■ **Excerpted text**
☆ ☆ ☆ ☆
Wednesday, February 10, 2021

"Pandemic as Polemic" ' -- Online seminar from the University of Barcelona


 "The Covid-19 pandemic has been a great challenge for everybody, individually and socially, and has raised many questions about lifestyle, environment, social and economic inequality, health policies, science and especially governance and politics. 

Covid-19, its development, impact and effects form the basis of most current debates in our media and politics, and the illness has therefore become a rich interface of conflict that exacerbates contemporary inequalities and creates new ones. Yet, polemic can also be the source of renovation and construction, and as such, Covid-19 needs and deserves to be discussed from a multidisciplinary, global perspective. 

The Barcelona November 2021 seminar Australian and Transnational Studies Centre│Fac. of Philology│U of Barcelona│Gran Via, 585│08007 Barcelona, Spain 

Pandemic as Polemic aims to provide such a floor for open-minded discussion.
☆ ☆ ☆ ☆
■ **Stored data**
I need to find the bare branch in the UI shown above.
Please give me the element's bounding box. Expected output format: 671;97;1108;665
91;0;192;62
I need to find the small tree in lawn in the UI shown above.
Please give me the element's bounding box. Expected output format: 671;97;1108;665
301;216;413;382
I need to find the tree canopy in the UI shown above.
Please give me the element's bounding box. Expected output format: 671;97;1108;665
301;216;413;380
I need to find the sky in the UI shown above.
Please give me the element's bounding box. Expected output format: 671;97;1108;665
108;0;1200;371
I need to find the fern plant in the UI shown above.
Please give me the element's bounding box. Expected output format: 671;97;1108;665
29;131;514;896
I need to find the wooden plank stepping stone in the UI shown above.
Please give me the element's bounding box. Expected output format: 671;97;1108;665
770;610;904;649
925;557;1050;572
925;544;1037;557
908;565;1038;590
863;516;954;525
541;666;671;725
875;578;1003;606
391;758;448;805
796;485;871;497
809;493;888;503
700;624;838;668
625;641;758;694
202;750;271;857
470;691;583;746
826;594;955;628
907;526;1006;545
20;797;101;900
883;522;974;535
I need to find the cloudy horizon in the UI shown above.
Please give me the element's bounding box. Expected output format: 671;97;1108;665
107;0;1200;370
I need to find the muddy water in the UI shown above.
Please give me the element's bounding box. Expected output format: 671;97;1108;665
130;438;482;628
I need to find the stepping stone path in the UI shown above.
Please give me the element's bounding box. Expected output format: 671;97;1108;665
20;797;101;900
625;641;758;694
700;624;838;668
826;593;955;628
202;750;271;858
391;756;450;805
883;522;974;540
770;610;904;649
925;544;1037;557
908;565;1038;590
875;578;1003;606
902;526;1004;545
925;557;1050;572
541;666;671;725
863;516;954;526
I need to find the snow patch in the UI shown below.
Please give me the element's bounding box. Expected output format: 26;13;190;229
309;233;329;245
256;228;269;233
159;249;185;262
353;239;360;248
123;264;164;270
☆ ☆ ☆ ☆
■ **Directions**
1 – Answer these questions about the Pandemic as Polemic seminar announcement:
(a) What has the illness become, according to the announcement?
(b) From what kind of perspective does Covid-19 need to be discussed?
(c) What does Pandemic as Polemic aim to provide?
2 – Carry on the Pandemic as Polemic seminar announcement from its final sentence.

■ **Your responses**
1 –
(a) A rich interface of conflict that exacerbates contemporary inequalities and creates new ones.
(b) A multidisciplinary, global perspective.
(c) A floor for open-minded discussion.

2 –
We invite scholars to submit proposals for panels, posters and papers on the topic, from whatever point of view or discipline. • Submissions should include an abstract of 200-300 words in the language of the paper (choose one of the nine languages listed below) as well as in English, together with a brief biography in English. All should be sent to the scientific committee no later than 15 May. • Acceptation of proposals will be informed by 15 June. 

The seminar will be held ON LINE on Thursday 4th and Friday 5th November, and is free of charge, but registration is needed at the e-mail address ceatubenrolment@gmail.com. 

The CEAT will send the information and links for the Seminar to the registered participants. English, Catalan and Spanish will be the languages of the Seminar, but participants can submit ad give their communications in German, French, Italian, Portuguese, Galician and Basque as well. No translation will be provided. 

For further information and submission of proposals contact us at ceatsubmissions@gmail.com Scientific committee: Dr. Isabel Alonso Breto, Dr. Montserrat Camps-Gaset, Dr. Maria Grau-Perejoan, and Dr. Martin Renes. "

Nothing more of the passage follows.